Written exercise — From the line containing "the concrete ramp" through the last line of the entries below, repeat each line word for word and leave out the rest.

Dataset excerpts —
##############################

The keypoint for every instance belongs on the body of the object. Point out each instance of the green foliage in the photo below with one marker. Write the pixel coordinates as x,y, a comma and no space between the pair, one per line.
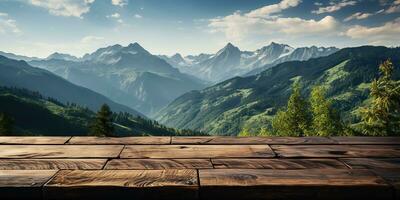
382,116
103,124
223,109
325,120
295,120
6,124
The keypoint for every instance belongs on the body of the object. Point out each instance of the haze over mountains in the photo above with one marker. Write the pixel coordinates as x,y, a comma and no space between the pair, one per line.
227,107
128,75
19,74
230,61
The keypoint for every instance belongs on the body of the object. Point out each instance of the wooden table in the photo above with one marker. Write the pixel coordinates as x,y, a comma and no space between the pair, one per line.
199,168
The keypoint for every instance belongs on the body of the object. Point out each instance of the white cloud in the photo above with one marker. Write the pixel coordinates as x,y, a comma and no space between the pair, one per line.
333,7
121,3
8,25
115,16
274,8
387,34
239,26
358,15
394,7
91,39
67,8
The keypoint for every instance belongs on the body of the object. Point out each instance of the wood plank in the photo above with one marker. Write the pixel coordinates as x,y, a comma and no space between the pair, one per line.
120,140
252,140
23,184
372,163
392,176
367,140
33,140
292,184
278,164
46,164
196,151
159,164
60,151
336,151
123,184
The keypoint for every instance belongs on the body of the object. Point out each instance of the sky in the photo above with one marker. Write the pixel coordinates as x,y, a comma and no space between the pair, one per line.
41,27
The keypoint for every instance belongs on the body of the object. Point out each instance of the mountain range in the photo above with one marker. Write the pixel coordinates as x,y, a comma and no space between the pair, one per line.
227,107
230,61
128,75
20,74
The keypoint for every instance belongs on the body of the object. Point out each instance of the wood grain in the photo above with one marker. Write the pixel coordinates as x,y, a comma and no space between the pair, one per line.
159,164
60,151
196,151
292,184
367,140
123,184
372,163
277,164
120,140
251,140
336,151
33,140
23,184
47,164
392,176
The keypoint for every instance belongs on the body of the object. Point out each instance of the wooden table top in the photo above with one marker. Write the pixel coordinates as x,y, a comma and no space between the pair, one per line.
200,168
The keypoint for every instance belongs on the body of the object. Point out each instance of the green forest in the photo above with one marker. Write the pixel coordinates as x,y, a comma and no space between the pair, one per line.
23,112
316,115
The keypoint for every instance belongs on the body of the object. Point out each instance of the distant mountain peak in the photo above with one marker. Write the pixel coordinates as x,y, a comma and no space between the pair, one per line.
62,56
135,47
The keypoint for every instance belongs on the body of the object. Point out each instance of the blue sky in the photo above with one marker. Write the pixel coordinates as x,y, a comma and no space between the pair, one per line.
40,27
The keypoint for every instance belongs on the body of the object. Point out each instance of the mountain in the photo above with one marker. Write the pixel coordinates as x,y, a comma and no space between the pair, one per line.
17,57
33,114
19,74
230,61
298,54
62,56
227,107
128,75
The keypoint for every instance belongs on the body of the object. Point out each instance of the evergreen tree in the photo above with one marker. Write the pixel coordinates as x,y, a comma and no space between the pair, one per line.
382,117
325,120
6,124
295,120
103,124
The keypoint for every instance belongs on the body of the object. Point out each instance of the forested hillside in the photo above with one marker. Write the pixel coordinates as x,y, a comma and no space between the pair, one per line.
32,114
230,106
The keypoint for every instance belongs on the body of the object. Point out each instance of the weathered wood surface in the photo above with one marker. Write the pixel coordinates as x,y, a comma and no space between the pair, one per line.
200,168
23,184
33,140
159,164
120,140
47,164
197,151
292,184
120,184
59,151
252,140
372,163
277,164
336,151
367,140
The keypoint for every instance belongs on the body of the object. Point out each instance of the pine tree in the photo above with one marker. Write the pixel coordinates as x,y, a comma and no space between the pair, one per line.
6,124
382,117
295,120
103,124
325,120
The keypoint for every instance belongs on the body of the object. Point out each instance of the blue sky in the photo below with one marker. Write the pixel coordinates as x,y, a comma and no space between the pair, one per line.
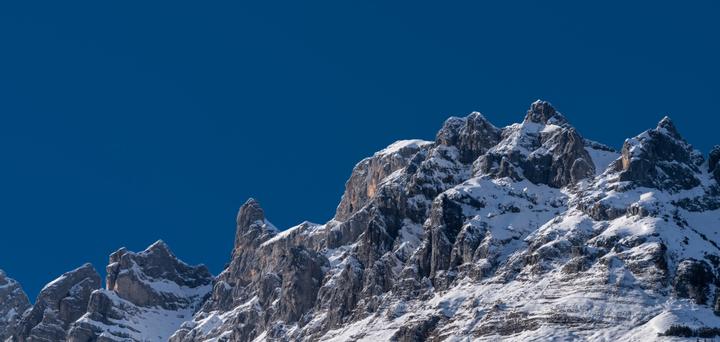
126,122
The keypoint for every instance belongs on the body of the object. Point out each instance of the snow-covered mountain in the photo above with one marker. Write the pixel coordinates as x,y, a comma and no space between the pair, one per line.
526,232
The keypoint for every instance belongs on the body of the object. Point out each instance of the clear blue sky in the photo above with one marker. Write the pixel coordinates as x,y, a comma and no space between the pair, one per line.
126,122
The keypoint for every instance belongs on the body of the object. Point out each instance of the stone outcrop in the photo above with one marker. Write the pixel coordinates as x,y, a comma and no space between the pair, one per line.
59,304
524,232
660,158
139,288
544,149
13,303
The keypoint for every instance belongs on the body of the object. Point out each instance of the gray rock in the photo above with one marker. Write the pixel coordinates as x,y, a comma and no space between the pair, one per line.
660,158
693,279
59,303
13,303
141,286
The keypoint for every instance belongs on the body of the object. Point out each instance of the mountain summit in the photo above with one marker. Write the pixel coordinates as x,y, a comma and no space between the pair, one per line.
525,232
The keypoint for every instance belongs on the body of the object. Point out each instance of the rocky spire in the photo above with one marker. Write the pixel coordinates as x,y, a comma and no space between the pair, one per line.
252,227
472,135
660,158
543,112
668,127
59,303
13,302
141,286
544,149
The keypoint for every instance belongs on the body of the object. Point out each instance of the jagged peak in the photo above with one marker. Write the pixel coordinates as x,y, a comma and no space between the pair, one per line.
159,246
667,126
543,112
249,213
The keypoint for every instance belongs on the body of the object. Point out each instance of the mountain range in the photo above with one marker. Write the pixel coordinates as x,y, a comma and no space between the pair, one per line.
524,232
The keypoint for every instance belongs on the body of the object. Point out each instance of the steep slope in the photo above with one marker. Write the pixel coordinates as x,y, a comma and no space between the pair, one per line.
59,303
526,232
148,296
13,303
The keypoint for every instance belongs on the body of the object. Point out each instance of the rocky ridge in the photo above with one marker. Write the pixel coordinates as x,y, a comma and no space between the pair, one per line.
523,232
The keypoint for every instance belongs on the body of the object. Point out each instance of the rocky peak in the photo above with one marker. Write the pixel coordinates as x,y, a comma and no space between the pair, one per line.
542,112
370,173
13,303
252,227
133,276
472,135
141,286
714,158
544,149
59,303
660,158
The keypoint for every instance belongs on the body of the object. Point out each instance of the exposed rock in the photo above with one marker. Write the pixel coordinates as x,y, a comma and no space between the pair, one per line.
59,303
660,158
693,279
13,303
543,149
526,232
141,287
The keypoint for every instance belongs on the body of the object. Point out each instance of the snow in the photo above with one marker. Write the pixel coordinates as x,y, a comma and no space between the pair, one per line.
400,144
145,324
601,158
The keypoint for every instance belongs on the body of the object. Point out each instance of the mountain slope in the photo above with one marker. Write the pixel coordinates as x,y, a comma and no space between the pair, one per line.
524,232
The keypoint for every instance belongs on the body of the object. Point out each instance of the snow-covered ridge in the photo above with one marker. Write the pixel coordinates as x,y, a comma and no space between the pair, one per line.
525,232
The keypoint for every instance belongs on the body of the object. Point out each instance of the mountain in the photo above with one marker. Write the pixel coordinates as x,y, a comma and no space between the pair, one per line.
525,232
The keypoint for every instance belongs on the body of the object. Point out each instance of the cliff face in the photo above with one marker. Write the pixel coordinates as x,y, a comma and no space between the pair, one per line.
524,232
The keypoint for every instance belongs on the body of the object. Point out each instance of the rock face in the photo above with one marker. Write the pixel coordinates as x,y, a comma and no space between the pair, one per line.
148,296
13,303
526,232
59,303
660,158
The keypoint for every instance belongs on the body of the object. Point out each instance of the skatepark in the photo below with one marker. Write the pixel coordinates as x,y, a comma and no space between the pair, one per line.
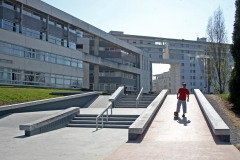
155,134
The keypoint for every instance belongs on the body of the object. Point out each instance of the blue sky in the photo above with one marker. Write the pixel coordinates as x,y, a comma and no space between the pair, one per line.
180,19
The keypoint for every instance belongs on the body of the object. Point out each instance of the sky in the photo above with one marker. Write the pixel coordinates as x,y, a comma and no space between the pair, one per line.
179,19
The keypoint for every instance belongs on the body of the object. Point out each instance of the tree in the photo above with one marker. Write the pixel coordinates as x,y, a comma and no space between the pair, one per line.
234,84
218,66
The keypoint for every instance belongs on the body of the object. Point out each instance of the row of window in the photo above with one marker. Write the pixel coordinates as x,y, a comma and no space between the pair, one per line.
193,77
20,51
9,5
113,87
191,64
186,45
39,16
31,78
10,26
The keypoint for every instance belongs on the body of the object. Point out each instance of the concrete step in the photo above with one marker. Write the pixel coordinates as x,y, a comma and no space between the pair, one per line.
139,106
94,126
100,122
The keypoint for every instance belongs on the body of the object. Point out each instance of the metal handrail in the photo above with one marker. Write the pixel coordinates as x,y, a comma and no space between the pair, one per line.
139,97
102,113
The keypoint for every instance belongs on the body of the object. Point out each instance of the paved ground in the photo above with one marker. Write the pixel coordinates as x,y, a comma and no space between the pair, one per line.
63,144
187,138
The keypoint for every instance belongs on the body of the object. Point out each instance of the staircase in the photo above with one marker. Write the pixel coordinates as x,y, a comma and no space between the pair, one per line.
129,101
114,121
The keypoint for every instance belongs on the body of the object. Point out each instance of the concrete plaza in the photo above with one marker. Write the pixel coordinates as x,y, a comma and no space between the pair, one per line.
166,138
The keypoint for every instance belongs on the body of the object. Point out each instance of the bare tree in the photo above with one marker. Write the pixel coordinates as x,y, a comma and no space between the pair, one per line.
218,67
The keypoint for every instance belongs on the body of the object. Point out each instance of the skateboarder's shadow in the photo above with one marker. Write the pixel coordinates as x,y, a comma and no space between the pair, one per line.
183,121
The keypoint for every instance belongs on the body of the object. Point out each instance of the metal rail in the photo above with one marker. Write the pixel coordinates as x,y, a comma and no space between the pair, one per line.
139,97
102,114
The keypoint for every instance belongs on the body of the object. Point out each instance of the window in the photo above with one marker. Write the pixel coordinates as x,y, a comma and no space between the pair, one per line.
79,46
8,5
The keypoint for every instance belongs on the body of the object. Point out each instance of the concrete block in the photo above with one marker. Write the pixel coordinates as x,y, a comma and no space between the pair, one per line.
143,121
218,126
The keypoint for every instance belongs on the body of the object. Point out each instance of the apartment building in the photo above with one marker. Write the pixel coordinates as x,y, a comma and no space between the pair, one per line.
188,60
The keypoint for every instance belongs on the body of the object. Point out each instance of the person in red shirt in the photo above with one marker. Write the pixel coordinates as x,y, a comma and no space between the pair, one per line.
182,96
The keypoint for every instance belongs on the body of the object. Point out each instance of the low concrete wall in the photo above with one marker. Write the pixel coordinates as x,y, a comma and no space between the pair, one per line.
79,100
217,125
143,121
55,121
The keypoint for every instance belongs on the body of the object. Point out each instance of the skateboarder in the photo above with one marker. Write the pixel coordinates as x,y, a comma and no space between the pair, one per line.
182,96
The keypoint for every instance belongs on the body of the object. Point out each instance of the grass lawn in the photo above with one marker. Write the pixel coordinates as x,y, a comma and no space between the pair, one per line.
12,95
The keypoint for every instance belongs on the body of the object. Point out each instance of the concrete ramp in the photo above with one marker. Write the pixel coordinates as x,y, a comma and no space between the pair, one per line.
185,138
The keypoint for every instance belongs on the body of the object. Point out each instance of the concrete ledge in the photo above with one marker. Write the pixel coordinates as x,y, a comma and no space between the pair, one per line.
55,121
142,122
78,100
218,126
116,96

##############################

Response below —
The keypoint for every instance belongs on the body of the object. Point out each instance of the concrete ramp in the photo above with one marker. Write the pixel coordinates as x,y, a comma and no space between the pair, one per line.
185,138
The keypoint for every instance belongs on the body of the object. Point out each instance of the concrete ledge in the photo above with one marker. Write the pixel coordinates as x,y, a comma and no space between the pair, one per line.
55,121
142,122
78,100
218,126
116,96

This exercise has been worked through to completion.